[[ SELECTED EXCERPT open ]]
Two Common Problems with 3D Games
I have attended too many times to resolve two distinct computer gaming issues which are frankly difficult to understand for average users: The issue of having a completely or partially black screen and the issue of having a completely or partially white screen.
The issue of having a completely black screen or having black strips all over the screen often denotes a shortage of dedicated video memory. Note that most video cards can borrow from system memory to compensate for their lack of enough dedicated memory. However, this solution does not help video gamers whose games thirst for speed and huge amounts of memory. Since nowadays users cannot upgrade their Video RAMs – since they are integrated into the GPU – the only viable option for them would be to install a new and more powerful video card, either parallel to the former or completely replacing it.
The issue of having a completely white screen or having white strips all over the screen often denotes a rendering error caused either by the driver, DirectX or the GPU. Luckily, updating video driver, video firmware or DirectX most of the times resolves this issue. However, sometimes the issue is caused by an unsupported feature and/or a glitch in GPU which cannot be solved but by replacing the graphic card.
[[ SELECTED EXCERPT closed ]]
DIRECTIONS >>
A: What does a completely black screen often denote in the article on 3D game screen problems?
B: Do the following statements agree with the article on 3D game screen problems? (i) Most video cards can borrow from system memory. (ii) Users today can upgrade their Video RAMs. (iii) Updating the video driver never fixes a white screen. Answer yes or no for each, quoting the deciding words of the article.
C: Carry on the article on 3D game screen problems from the point where it stops.
[[ DATASET CONTENT open ]]
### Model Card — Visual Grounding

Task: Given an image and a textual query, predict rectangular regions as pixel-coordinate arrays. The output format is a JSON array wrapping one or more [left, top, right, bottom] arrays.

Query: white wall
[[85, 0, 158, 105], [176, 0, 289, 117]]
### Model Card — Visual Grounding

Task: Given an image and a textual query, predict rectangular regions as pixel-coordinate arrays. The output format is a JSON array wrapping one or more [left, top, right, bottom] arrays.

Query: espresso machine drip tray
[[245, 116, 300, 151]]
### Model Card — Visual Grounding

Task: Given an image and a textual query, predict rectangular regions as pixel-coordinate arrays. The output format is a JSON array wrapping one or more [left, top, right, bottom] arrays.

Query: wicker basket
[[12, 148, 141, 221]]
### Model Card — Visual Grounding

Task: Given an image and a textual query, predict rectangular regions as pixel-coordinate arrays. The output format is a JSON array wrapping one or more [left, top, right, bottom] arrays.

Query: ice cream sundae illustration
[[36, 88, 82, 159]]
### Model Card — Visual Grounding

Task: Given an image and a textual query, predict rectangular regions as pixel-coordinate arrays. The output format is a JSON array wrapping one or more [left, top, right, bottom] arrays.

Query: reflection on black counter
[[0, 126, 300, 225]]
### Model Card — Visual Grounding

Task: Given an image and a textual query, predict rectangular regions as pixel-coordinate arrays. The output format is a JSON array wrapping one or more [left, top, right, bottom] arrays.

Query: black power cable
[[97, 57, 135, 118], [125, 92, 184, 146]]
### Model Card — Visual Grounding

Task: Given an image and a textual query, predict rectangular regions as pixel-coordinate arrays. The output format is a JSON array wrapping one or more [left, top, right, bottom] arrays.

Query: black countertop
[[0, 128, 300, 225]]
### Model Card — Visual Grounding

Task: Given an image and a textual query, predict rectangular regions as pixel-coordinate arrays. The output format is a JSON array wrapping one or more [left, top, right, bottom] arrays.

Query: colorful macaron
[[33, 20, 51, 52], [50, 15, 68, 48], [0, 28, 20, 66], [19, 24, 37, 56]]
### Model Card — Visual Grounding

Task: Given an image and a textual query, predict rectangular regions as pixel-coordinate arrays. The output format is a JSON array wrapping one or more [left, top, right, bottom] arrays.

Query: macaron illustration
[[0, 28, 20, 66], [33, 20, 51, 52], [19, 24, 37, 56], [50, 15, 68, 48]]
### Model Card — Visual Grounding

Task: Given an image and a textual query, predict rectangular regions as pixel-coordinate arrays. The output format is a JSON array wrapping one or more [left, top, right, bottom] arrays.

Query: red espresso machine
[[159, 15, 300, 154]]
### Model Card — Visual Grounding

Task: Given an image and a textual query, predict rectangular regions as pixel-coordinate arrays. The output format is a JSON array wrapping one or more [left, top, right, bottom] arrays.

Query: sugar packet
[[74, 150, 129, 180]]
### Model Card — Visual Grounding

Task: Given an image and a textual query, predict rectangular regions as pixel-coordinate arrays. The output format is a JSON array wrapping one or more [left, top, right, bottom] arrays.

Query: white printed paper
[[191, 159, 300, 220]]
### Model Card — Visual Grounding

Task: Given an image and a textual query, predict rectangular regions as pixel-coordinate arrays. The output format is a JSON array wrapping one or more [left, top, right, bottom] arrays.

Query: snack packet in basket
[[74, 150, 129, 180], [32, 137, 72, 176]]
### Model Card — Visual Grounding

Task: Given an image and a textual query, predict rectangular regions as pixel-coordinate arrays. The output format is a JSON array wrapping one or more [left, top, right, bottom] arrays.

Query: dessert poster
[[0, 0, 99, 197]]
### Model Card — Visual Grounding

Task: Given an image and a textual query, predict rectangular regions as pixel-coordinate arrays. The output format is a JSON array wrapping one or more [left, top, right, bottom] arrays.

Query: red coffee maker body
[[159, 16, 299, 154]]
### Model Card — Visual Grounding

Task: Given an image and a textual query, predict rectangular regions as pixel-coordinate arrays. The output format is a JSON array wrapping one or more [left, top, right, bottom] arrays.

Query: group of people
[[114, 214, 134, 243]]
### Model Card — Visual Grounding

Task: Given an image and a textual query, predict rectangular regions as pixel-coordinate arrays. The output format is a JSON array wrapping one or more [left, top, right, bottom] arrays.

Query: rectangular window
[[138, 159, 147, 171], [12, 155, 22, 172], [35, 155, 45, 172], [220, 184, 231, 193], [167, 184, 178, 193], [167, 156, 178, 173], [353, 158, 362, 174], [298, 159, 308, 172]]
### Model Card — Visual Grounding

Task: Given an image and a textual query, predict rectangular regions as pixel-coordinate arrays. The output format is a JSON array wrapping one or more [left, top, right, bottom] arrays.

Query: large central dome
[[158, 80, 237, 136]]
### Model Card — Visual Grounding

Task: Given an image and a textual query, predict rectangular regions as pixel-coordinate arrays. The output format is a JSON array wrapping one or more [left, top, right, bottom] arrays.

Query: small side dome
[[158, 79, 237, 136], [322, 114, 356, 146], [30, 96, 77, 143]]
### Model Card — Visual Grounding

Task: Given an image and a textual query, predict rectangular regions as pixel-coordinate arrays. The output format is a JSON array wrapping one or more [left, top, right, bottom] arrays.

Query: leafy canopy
[[ DATASET CONTENT closed ]]
RESPONSES IN ORDER >>
A: A shortage of dedicated video memory.

B:
(i) Yes: "most video cards can borrow from system memory to compensate for their lack of enough dedicated memory"
(ii) No: "nowadays users cannot upgrade their Video RAMs"
(iii) No: "updating video driver, video firmware or DirectX most of the times resolves this issue"

C:
These two issues are particularly seen on laptops, especially those with integrated graphic chips. It has long been a well-known fact that integrated (on-board) graphic chips are not suitable for gaming.
As always, DirectX Diagnostic Tool (dxdiag.exe) is one of the most useful tools for finding and troubleshooting gaming-related issues.
EDIT (29 July 2010): DirectX Diagnostic Tool is deprecated in Windows Vista and later. It has lost most of its functionalities. Perhaps, I should have noticed this loss when I first wrote this article but back then, no one wanted (and no one used) Windows Vista.